- _Work required_
Please gather every line in the data below that contains the word "smiling" and copy each of those lines in full.

[Box-labeled dataset extracts]
:::::

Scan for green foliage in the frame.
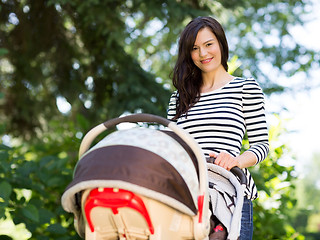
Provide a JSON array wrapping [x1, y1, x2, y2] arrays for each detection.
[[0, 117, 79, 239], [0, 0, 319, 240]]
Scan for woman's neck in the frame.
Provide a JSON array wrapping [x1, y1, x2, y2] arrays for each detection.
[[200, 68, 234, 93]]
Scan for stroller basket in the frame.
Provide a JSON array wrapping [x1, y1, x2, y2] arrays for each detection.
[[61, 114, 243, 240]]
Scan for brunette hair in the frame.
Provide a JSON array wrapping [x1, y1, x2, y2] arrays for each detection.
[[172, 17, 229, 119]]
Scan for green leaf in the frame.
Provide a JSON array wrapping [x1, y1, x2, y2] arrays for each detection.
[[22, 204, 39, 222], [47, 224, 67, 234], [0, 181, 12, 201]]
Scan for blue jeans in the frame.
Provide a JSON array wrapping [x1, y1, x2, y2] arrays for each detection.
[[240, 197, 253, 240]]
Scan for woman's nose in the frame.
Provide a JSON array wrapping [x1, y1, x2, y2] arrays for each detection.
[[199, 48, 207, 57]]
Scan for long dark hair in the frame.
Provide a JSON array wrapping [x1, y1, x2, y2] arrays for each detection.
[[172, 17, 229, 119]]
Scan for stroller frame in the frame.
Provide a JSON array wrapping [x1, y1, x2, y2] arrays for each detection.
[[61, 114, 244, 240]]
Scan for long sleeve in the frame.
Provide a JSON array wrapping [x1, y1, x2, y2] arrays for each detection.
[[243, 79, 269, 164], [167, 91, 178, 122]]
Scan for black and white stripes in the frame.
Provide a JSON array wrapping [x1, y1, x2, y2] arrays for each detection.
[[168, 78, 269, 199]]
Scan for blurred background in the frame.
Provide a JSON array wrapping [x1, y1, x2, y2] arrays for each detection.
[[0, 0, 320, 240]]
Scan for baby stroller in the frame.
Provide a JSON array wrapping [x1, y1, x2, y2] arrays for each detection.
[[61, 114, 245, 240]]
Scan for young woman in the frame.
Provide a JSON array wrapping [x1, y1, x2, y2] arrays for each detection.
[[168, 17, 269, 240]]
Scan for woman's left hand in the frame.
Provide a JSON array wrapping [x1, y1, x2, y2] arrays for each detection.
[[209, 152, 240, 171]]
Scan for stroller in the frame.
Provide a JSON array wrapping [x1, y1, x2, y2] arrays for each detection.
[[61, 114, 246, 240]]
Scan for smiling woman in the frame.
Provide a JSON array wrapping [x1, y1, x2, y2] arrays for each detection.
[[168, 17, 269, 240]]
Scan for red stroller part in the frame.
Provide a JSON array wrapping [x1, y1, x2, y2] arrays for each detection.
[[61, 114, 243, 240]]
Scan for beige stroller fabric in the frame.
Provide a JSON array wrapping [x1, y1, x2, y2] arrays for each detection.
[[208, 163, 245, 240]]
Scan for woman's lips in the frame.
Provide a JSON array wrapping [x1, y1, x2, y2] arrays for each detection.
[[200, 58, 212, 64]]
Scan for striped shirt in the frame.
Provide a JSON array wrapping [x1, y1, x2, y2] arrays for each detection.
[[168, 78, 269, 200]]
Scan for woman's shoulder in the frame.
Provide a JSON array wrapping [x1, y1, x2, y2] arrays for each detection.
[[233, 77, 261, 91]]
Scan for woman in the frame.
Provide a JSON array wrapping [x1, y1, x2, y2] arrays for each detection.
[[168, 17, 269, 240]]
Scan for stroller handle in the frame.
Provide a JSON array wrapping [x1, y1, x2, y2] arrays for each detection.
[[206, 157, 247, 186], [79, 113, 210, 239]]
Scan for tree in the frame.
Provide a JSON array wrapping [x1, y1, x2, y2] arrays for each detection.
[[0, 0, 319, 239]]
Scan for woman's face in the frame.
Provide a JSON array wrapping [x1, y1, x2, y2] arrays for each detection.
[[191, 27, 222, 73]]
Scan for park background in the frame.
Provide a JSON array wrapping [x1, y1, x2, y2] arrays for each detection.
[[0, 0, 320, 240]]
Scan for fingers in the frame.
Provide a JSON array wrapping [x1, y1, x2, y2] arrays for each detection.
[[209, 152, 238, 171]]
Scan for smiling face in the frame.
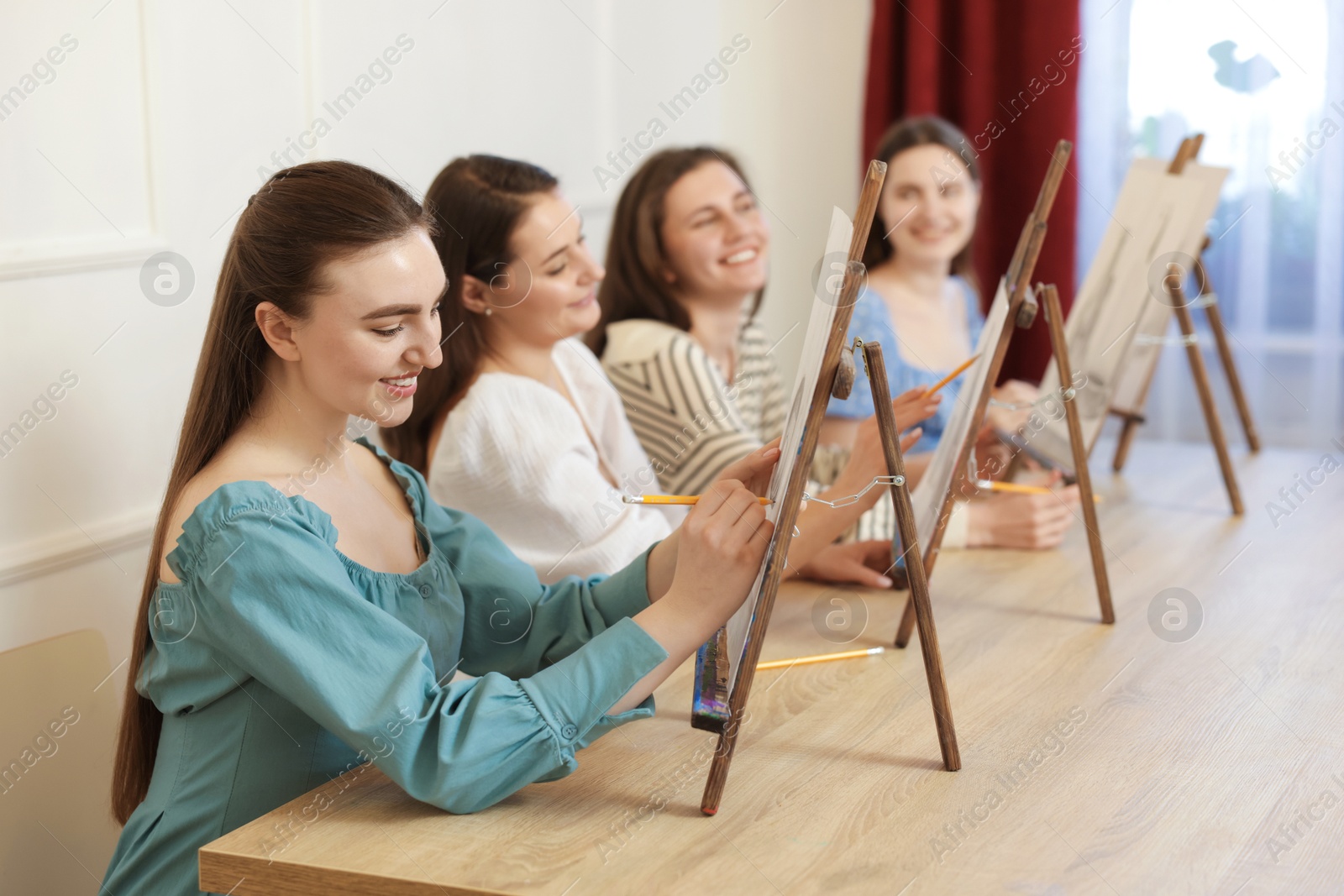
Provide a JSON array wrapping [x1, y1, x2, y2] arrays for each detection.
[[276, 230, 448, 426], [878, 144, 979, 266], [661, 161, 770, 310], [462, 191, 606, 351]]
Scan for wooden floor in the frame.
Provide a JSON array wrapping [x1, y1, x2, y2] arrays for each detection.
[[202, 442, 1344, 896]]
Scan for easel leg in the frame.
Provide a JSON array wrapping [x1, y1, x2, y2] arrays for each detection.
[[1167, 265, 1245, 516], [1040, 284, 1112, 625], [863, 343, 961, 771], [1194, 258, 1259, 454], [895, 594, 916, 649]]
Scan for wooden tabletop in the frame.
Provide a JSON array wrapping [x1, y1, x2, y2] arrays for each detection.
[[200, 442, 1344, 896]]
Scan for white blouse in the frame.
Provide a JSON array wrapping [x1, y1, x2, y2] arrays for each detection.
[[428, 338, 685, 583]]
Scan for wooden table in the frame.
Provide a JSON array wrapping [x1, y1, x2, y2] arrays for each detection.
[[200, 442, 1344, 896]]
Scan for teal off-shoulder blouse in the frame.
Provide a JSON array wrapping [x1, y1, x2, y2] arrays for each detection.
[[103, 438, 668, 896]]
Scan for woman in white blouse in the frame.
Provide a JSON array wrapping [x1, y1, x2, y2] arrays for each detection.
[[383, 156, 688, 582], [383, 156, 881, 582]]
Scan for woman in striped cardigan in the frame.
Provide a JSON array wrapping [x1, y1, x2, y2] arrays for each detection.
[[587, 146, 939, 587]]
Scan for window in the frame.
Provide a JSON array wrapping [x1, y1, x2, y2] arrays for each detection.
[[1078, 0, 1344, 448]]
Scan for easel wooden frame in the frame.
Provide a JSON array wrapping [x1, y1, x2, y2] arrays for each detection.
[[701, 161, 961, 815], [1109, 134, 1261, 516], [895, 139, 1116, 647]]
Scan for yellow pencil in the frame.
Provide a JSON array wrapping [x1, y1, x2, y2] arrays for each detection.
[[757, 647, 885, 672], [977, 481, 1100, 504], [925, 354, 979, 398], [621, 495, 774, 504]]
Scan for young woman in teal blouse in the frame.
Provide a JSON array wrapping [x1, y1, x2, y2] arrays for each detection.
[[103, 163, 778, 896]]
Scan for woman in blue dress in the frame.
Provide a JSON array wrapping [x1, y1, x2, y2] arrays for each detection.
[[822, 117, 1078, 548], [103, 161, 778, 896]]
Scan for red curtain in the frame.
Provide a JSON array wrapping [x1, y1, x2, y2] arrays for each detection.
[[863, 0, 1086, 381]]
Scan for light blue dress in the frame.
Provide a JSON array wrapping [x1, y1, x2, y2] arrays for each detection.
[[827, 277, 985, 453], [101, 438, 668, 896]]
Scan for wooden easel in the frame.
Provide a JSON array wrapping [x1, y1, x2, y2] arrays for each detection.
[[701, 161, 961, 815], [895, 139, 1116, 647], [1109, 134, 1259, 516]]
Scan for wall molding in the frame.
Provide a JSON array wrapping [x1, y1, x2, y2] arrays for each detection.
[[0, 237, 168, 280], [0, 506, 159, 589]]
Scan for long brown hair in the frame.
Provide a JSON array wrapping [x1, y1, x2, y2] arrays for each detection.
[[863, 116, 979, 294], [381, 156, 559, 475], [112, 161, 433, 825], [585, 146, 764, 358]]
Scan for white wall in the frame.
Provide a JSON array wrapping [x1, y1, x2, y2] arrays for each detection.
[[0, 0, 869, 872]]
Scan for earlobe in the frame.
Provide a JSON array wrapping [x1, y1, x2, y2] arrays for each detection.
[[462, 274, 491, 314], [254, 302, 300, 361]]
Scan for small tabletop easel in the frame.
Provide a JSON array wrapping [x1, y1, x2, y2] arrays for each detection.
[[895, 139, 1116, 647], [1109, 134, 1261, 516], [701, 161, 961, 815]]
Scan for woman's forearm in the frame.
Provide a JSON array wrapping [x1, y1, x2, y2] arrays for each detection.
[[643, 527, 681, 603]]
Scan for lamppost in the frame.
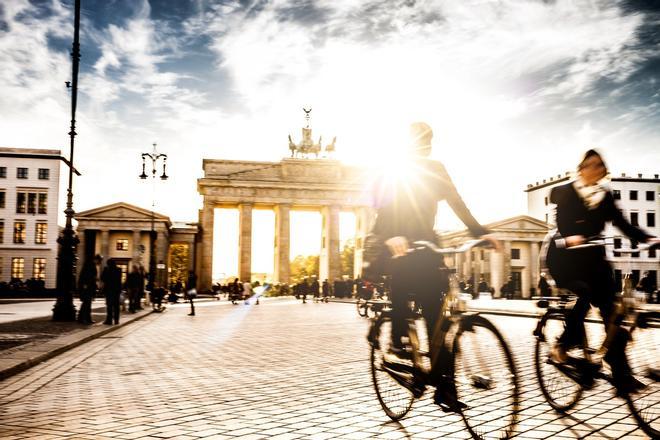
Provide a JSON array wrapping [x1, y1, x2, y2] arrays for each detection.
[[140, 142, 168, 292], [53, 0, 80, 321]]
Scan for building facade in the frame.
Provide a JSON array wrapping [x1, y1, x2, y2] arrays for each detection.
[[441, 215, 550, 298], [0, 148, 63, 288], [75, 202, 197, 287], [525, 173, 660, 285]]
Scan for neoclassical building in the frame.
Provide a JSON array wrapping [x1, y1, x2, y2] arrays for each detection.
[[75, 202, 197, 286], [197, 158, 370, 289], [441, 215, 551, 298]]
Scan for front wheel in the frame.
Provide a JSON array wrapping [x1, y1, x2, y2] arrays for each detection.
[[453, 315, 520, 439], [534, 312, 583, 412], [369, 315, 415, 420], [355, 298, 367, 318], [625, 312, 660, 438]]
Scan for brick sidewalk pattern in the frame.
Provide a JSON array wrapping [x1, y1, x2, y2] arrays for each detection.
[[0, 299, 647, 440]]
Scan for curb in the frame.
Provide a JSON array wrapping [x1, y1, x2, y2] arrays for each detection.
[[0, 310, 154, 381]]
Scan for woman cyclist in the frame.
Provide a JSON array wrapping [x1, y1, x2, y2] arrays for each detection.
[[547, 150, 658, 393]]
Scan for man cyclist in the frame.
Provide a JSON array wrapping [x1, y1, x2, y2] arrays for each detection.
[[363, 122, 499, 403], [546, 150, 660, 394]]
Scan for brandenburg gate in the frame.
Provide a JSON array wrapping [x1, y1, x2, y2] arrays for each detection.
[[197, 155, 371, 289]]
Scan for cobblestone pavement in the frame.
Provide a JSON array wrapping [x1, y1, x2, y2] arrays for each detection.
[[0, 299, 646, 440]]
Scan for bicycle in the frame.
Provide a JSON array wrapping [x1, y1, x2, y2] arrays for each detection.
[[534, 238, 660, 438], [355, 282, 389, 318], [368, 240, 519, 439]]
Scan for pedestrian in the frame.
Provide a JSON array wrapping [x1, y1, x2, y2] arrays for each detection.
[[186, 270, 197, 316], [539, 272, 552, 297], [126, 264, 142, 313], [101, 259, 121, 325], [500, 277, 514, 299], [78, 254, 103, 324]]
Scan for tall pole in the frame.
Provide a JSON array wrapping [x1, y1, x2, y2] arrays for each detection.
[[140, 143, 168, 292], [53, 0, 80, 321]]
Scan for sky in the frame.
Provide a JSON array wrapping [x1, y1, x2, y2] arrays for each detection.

:::::

- _Reply to the exercise_
Scan for smiling woman in the frame.
Scan for smiling face in the frame.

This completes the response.